Which lines in the entries below contain the string "coming"? Pick out and copy each such line, matching case exactly.
** Begin **
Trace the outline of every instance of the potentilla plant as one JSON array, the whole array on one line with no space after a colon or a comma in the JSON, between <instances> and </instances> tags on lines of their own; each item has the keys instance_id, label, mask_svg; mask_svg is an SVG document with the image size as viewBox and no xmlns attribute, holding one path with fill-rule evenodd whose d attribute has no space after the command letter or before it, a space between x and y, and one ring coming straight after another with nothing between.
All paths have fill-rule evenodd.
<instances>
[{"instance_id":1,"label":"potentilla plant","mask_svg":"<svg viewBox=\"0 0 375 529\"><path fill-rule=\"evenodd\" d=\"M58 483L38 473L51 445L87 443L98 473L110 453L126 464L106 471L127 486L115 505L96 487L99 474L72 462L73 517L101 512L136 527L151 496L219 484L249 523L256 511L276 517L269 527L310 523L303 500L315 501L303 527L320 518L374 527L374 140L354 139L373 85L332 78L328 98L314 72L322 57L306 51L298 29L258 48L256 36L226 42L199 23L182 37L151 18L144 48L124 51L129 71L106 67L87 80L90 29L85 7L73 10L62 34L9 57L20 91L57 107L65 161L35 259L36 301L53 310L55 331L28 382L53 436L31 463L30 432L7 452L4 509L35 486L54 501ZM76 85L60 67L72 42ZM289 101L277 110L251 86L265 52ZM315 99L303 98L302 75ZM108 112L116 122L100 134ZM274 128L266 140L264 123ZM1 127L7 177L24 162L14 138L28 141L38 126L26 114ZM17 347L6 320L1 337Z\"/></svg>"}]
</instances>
** End **
** Begin **
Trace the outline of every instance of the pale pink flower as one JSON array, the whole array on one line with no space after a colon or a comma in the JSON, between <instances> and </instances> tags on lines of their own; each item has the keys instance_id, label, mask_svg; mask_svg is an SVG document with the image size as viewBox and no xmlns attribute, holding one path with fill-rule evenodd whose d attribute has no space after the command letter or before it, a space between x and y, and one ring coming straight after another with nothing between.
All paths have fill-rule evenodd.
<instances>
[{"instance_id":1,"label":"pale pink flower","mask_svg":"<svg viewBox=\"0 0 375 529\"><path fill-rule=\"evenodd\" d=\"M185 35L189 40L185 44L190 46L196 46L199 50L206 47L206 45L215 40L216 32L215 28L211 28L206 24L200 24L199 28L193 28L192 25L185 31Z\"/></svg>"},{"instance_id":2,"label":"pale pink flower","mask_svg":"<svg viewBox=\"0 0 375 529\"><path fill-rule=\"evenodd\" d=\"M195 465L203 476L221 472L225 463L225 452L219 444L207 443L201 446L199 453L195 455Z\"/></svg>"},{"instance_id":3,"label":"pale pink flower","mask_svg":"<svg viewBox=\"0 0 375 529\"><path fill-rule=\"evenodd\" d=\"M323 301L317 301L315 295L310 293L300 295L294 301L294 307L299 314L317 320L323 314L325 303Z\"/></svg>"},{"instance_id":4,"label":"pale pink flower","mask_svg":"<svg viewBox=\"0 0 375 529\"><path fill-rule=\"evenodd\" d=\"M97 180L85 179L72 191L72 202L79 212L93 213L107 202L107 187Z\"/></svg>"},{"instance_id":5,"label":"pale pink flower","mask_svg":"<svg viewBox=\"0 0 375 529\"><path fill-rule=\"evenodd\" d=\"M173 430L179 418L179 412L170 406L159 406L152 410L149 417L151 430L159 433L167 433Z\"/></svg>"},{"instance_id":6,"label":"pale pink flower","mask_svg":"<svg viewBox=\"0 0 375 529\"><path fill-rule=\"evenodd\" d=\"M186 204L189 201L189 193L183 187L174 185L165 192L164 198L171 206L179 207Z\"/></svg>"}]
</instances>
** End **
Task solution:
Trace the outline of every instance of the potentilla plant as one JSON array, the whole array on one line with no space after a colon or a comma in the JSON, between <instances> and </instances> tags on lines of their own; each item has the keys instance_id, label, mask_svg; mask_svg is an SVG document with the image size as viewBox and no xmlns attribute, holding one path with fill-rule evenodd whose d attribute has no space after the command letter or before it, a space between x and y, and one ring coming straight after another with nothing between.
Trace the outline of every instance of the pale pink flower as one JSON array, the whole array on one line with no space after a colon or a comma in the JSON, between <instances> and </instances> tags on lines of their own; each item has the keys instance_id, label, mask_svg; mask_svg is an SVG document with the image size as viewBox and no xmlns attribute, holding one path with fill-rule evenodd whose d attribute has no space after the command letter or before it, a space between x and y, and one ring coming straight after another with nothing between.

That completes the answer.